Copy out everything from the start of the data down to the line containing "[[[4,122],[0,122],[0,133],[4,133]]]", both ends included and the requests with them, adding 145 to every polygon coordinate in the answers.

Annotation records
◇ ◇ ◇ ◇ ◇

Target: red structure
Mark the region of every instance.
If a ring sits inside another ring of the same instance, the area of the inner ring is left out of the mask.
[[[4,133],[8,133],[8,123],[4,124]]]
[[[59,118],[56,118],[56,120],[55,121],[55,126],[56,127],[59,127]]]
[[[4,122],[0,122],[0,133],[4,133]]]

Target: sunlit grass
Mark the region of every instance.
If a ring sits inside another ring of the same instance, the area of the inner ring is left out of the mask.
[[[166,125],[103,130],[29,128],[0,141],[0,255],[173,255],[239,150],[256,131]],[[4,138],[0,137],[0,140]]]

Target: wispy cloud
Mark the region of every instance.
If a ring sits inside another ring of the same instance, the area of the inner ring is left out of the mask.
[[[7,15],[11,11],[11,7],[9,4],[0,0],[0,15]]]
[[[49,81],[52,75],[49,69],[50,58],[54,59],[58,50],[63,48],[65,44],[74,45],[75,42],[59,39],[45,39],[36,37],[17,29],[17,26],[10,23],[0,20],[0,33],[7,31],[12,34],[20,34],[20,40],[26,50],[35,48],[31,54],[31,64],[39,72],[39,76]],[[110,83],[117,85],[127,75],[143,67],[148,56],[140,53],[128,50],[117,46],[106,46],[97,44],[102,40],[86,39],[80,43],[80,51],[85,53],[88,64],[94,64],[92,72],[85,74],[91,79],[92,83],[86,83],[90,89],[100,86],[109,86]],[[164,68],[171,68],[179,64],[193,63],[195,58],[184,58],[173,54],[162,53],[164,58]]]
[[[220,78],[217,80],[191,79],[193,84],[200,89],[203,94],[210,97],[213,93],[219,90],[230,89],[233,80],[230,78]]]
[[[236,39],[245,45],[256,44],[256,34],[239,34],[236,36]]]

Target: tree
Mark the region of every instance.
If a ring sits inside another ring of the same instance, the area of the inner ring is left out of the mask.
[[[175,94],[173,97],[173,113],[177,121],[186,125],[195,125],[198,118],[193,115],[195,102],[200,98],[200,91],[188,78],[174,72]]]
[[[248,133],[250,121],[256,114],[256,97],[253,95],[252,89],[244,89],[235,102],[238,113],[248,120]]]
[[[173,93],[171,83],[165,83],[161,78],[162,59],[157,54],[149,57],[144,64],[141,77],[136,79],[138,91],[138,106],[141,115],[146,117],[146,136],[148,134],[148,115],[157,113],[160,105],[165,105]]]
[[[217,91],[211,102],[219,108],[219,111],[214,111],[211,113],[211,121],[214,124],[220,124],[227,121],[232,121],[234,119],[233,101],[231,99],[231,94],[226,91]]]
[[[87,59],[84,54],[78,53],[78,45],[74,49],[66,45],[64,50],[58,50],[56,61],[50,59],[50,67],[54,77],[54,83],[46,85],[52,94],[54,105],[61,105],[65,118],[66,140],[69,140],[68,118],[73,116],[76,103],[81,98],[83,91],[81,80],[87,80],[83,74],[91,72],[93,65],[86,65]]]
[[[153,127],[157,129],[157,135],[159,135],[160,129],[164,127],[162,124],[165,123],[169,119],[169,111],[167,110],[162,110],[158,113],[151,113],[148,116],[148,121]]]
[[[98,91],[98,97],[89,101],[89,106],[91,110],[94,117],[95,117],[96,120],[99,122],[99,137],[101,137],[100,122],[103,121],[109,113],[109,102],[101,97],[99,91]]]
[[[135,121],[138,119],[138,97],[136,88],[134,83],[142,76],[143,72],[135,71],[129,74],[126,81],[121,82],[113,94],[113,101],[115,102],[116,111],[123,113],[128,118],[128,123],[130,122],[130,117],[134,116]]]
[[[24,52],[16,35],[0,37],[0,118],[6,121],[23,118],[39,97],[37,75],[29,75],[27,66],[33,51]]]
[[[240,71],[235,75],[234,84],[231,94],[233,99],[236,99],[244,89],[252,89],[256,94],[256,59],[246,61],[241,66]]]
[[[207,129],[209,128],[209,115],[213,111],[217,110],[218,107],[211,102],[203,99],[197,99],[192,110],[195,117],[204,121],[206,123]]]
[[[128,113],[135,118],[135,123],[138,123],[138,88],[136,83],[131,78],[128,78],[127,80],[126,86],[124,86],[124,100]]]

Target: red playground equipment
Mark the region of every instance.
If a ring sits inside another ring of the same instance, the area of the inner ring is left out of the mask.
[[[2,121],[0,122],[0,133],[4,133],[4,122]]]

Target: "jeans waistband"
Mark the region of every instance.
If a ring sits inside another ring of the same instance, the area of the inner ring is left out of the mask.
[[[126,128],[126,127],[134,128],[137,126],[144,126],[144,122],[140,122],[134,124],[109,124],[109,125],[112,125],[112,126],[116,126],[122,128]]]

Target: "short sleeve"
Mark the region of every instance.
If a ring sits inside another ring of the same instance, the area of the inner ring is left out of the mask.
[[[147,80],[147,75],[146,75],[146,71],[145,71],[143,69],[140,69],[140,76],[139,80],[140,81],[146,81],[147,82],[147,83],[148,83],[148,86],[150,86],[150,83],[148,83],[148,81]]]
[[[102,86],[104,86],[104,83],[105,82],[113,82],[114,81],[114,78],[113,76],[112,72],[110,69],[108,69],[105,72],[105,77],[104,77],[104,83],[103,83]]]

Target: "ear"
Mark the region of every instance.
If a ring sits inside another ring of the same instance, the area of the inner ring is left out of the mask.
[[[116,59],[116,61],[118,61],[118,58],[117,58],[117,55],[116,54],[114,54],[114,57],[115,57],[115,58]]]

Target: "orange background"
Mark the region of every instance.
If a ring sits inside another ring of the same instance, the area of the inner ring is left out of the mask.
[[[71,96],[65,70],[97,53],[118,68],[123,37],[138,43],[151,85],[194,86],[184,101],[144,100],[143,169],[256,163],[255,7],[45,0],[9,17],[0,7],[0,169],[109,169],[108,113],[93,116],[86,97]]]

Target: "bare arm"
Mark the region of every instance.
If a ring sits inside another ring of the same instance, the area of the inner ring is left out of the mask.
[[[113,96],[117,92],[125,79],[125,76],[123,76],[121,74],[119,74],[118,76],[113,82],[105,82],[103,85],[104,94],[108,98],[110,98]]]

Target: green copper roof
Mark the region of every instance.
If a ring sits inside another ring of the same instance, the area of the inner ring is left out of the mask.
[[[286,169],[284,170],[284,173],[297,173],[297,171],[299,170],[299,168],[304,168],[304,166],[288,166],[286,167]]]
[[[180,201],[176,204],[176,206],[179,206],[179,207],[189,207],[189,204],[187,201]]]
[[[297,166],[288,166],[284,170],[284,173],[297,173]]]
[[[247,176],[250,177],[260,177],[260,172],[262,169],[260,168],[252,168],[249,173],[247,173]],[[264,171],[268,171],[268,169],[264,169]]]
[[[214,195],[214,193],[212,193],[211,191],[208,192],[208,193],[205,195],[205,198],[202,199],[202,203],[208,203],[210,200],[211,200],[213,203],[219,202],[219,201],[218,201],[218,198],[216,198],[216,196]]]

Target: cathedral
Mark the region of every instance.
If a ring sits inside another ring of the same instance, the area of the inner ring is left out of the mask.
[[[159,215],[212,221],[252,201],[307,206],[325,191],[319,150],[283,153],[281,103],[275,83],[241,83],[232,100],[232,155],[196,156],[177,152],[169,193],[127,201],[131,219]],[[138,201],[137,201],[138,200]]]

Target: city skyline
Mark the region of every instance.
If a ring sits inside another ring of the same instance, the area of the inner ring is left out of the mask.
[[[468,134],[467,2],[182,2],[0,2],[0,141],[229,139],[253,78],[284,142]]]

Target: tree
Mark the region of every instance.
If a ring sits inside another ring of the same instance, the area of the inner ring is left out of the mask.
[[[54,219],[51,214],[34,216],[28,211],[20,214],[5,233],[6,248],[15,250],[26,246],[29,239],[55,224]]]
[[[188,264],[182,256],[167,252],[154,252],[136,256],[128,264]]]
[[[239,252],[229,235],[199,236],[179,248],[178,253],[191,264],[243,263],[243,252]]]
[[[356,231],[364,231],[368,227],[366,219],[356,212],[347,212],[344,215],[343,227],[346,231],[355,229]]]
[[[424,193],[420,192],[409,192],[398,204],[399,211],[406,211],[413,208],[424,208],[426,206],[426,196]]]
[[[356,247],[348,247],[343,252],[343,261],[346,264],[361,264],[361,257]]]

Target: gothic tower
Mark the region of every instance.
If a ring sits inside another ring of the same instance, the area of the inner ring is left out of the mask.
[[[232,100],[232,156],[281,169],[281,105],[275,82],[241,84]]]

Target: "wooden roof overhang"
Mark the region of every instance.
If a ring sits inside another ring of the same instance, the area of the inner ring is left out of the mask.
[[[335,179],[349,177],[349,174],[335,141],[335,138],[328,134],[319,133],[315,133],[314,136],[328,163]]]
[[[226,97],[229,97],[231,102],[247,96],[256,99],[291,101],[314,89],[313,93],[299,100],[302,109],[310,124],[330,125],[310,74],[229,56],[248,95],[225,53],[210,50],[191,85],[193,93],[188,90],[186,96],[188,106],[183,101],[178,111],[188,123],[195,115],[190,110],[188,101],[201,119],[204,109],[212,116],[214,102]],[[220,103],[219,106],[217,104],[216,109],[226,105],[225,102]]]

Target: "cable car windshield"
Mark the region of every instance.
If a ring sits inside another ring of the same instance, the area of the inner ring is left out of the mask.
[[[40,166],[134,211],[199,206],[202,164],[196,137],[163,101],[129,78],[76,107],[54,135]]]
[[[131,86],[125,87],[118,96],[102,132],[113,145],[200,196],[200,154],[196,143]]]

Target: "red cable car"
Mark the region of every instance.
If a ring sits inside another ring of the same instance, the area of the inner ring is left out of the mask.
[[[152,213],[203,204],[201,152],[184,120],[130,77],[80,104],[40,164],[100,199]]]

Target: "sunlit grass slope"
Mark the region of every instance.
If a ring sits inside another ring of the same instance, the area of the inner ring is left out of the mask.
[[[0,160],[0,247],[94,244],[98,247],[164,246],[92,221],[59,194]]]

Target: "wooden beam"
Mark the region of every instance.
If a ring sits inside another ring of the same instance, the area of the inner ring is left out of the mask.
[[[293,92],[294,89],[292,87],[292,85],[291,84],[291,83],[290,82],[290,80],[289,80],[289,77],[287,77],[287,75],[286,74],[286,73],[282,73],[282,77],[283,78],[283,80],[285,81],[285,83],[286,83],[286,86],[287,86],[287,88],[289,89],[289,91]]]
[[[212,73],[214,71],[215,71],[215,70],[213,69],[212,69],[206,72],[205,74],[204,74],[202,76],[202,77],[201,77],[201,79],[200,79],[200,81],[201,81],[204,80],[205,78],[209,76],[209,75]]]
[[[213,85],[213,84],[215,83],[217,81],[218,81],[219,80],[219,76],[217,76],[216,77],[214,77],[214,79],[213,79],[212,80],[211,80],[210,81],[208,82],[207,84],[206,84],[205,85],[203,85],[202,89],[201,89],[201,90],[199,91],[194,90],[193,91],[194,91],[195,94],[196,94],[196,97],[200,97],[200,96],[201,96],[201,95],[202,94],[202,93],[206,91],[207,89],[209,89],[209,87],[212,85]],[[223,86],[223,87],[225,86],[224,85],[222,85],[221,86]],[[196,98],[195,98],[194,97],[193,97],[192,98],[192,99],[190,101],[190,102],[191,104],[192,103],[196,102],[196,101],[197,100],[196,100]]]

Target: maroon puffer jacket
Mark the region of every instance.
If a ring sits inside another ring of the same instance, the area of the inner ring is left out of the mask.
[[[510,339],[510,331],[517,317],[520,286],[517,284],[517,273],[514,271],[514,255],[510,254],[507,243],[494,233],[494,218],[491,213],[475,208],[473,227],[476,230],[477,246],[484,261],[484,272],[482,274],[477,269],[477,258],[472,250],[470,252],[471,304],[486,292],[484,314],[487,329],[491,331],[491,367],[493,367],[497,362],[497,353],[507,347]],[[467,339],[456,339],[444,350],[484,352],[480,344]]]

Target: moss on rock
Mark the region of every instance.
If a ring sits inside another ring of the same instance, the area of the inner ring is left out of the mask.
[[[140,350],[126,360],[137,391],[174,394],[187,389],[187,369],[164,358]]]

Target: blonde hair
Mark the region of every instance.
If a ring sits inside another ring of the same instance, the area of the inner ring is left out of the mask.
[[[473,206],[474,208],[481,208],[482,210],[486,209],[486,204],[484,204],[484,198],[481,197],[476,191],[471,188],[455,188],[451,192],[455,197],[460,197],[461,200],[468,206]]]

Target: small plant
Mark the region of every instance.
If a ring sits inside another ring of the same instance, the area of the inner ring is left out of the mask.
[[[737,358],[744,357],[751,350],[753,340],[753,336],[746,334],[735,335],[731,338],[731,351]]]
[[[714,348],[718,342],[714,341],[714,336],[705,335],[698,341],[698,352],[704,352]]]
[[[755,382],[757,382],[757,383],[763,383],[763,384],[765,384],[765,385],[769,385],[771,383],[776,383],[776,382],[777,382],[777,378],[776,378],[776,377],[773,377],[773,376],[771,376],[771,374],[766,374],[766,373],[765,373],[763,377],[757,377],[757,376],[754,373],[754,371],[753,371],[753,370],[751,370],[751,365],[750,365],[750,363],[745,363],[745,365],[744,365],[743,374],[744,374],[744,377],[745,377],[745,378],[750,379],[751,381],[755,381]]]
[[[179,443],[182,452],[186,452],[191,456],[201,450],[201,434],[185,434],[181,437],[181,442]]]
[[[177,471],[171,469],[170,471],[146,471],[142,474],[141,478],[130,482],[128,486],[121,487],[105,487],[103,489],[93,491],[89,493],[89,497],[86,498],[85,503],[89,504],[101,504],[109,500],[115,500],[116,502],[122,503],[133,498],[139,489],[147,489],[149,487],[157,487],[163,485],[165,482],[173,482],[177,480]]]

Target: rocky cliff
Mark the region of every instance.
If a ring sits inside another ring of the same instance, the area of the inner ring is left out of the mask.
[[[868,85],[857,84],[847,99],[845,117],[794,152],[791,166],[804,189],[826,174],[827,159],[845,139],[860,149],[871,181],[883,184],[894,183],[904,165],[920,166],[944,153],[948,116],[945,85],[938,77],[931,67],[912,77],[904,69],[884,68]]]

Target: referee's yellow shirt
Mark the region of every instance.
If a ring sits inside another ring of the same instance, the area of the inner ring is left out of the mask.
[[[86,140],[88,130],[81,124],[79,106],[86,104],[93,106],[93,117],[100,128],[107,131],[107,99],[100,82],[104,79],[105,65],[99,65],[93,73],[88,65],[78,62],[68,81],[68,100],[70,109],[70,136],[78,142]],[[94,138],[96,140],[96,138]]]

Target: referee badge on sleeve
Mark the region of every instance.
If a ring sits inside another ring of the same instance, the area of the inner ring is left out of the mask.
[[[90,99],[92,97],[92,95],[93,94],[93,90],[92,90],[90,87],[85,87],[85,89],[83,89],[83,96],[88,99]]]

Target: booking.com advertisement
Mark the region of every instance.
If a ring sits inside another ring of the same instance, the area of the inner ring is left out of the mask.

◇ ◇ ◇ ◇ ◇

» Task solution:
Target: red structure
Mark the region of every instance.
If a ring sits inside another ring of the same instance, the area of the inner ring is left out of the mask.
[[[149,278],[153,278],[153,268],[149,269]]]
[[[204,263],[201,263],[201,265],[200,266],[200,271],[201,272],[204,272]]]
[[[149,267],[145,267],[145,278],[149,278]]]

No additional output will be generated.